• ASSIGNMENT
Every line of the data below that holds the string "with" needs to be reported.

Recorded data:
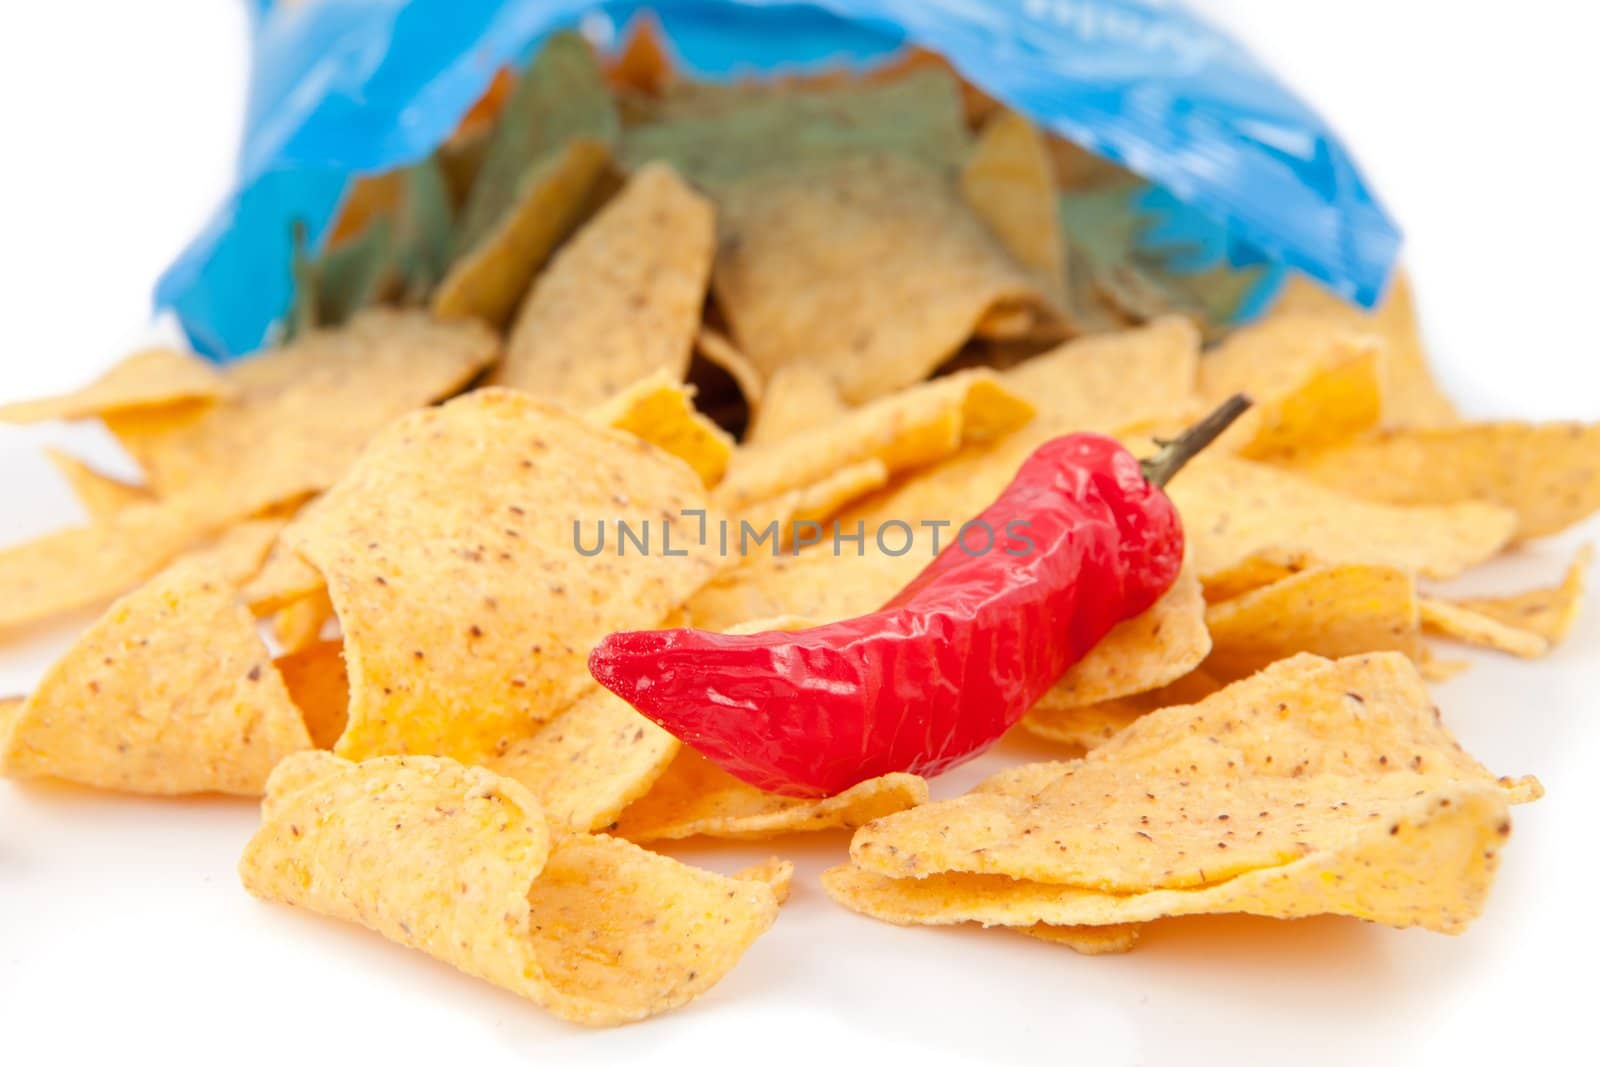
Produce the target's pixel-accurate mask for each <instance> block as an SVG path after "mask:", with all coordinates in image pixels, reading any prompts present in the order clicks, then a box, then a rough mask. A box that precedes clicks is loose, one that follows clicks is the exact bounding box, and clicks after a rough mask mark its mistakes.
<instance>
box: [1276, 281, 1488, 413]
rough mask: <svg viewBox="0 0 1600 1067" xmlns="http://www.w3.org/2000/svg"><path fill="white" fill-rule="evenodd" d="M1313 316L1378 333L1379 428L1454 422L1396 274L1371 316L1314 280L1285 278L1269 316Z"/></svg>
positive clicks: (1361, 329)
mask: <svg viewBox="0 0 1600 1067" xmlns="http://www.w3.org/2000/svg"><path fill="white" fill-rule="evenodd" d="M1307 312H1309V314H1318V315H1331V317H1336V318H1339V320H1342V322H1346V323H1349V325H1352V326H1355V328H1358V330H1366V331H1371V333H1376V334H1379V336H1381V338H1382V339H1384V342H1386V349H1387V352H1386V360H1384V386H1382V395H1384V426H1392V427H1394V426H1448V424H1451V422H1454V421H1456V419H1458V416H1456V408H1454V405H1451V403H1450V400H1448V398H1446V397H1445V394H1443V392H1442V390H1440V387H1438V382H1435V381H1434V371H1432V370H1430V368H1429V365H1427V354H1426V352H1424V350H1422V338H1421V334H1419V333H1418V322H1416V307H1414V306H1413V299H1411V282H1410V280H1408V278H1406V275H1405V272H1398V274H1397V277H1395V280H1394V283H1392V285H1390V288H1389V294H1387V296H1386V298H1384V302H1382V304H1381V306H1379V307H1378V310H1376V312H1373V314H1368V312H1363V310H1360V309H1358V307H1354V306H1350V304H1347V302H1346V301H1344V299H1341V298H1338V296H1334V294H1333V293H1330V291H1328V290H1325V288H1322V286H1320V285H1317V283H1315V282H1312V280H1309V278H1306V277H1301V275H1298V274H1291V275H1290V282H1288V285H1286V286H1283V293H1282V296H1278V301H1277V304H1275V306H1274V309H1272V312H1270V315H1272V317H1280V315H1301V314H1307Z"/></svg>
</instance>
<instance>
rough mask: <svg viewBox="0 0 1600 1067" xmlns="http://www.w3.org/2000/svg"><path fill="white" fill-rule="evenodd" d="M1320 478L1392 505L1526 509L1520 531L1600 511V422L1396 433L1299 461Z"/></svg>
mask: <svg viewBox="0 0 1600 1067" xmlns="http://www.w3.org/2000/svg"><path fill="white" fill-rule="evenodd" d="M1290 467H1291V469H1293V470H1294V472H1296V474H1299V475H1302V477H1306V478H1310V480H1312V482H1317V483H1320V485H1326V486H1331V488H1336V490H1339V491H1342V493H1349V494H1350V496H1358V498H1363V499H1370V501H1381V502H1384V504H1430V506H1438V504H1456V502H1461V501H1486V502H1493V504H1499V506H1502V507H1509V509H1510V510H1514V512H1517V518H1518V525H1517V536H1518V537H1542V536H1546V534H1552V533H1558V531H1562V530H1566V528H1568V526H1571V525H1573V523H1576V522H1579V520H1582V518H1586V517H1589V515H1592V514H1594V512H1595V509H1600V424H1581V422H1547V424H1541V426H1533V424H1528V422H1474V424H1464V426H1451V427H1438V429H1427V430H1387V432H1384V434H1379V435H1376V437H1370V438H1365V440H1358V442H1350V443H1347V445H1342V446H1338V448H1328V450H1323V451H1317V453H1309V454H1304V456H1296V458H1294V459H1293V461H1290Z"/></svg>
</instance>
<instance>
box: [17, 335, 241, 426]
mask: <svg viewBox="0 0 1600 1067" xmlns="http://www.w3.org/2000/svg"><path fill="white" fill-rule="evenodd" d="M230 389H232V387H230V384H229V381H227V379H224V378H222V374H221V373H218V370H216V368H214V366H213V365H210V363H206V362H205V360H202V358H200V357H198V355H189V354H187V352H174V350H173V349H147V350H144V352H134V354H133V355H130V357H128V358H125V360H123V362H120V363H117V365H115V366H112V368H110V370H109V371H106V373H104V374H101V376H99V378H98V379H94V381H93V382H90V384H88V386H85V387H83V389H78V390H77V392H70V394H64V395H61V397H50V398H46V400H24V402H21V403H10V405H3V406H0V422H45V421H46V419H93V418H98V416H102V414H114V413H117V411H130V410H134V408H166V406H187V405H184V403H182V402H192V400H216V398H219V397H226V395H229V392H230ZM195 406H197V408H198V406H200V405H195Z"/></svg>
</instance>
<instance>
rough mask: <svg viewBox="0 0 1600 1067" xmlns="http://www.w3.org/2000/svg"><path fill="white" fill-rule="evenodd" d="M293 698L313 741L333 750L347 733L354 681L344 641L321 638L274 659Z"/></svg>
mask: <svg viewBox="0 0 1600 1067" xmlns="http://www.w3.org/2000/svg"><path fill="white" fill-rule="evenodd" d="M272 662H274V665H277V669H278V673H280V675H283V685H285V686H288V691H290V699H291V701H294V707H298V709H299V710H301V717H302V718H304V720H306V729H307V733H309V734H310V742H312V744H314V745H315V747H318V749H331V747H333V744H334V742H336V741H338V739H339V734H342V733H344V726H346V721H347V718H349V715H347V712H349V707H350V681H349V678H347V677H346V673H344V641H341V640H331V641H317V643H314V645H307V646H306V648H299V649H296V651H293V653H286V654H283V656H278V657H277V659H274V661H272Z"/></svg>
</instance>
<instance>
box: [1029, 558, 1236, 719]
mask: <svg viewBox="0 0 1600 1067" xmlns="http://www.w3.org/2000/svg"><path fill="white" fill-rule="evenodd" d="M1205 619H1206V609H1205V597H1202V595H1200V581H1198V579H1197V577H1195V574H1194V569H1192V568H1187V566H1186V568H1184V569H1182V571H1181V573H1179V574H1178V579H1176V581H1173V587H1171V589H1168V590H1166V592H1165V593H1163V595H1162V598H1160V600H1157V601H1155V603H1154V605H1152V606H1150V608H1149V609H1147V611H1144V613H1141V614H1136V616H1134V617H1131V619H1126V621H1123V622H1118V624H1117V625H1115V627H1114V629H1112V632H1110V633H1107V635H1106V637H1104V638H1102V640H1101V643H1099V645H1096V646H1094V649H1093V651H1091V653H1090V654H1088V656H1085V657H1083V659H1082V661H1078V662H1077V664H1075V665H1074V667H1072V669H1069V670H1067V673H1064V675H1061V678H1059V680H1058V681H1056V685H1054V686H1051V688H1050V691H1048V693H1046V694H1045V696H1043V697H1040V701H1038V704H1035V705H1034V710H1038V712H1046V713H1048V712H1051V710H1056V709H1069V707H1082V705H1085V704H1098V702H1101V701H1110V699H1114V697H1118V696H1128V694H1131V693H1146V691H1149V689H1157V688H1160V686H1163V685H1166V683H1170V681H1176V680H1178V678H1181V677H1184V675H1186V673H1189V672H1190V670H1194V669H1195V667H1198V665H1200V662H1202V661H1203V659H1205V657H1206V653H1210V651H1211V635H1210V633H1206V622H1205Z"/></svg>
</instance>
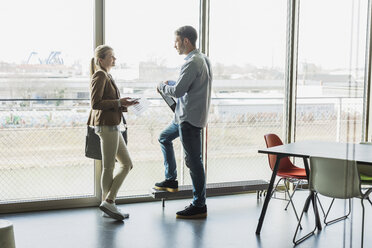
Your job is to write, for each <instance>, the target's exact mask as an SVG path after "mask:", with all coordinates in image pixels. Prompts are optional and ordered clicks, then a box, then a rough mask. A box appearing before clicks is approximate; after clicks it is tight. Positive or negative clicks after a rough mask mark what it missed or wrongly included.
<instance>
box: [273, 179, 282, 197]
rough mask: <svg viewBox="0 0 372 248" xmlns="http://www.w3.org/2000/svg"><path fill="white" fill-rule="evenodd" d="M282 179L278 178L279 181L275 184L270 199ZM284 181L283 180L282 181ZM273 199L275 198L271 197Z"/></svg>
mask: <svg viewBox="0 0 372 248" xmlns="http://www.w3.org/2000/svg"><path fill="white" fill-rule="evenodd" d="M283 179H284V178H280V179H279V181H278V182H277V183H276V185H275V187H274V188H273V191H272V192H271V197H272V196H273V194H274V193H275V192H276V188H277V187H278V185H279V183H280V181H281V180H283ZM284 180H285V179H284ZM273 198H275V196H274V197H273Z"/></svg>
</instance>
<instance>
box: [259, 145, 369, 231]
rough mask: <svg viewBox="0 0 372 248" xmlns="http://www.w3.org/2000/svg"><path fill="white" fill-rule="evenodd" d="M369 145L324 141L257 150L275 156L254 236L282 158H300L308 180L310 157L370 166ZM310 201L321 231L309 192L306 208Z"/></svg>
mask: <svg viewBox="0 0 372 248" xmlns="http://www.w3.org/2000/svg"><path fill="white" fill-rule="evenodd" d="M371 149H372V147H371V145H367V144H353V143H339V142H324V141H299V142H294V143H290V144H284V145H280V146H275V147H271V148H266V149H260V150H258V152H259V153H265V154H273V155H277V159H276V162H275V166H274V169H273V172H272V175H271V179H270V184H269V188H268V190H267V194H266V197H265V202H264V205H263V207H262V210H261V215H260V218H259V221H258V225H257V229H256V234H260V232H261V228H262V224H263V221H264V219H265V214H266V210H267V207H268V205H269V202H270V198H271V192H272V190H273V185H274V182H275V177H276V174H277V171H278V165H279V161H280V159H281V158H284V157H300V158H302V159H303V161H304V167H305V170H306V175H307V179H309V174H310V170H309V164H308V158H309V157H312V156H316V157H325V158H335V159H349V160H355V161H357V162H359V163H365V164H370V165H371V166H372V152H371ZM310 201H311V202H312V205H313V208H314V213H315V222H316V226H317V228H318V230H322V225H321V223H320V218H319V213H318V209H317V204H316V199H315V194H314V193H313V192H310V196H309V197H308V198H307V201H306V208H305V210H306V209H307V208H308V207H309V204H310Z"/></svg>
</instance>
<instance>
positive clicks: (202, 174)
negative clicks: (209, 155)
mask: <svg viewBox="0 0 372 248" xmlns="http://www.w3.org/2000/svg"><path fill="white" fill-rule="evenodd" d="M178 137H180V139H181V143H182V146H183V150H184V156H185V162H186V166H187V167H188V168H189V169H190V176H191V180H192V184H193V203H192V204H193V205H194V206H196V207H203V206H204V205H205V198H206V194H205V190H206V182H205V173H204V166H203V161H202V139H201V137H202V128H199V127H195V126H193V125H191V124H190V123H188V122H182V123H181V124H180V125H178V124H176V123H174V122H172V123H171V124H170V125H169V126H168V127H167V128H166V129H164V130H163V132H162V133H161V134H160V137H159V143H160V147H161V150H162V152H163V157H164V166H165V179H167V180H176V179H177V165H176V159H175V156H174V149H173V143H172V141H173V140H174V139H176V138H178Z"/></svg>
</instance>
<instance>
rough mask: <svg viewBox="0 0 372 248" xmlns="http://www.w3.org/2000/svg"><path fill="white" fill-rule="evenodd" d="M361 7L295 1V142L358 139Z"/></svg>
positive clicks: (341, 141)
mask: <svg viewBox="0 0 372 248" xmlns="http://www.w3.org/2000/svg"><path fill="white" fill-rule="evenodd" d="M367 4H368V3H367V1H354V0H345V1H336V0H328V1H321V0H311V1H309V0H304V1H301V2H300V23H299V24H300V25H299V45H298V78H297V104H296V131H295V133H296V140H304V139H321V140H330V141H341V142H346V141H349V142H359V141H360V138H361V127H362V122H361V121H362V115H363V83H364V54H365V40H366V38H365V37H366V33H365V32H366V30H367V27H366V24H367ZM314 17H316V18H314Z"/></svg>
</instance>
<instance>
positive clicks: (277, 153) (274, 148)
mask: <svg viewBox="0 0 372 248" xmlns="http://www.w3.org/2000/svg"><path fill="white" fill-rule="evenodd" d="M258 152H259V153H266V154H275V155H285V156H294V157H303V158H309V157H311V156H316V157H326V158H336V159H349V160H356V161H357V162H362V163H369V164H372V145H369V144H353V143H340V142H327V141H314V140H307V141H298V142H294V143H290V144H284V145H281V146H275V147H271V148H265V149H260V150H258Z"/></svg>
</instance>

• ANSWER BOX
Produce the target's pixel-accurate mask for each <instance> block as an SVG path after "mask:", with all coordinates in image pixels, reading any prompts present in the order clicks, then a box, then a rough mask. A box that precedes clicks is loose, one that follows clicks is the exact bounding box, and clicks after a rough mask mark its mistakes.
Your job is to write, for each <instance>, the target's exact mask as an SVG path after "mask:", with all coordinates in image pixels. Prompts are optional and ordered clicks, then a box, then a rough mask. A box appearing before clicks is approximate; after clicks it is tight. Positive or negative clicks after a rough mask mark what it missed or wrongly included.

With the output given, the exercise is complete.